Restate the records below word for word, and omit the images they hold.

=== RAW DATA ===
______

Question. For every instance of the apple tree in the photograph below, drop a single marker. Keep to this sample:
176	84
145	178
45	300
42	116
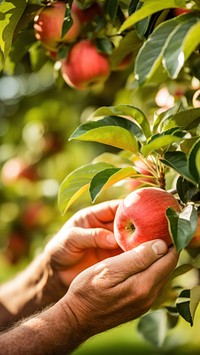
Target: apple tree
144	56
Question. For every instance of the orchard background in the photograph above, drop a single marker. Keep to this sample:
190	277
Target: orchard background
67	142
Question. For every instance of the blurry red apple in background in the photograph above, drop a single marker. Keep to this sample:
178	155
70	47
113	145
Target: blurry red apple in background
85	66
180	11
48	26
17	168
141	217
87	15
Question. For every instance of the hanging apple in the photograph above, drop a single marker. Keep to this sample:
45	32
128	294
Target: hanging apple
141	217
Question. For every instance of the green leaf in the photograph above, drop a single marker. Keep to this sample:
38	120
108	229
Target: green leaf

______

=== ANSWER TO THE TASK ===
Question. For every instance of the apple tree in the photograph below, drop a single marker. Keep to this sample:
176	84
145	178
45	300
42	116
Target: apple tree
144	56
Question. For every instance of the orchard background in the photograph above, drop a single marker. Keep to this sample:
190	277
Target: orchard background
67	142
Question. For every instance of the blurry red apple in background in the photograph above, drop a single marker. Keep to this sample:
178	155
70	47
113	145
Target: blurry red apple in background
85	66
180	11
48	26
17	168
141	217
87	15
Question. For every instance of the hanging apple in the photograph above, drop a single marker. Keep to this sample:
45	32
128	294
Target: hanging apple
141	217
Question. For every instance of the green leaf in the photograph above, drop a single marker. Keep to this sample:
38	120
108	229
Target: green leaf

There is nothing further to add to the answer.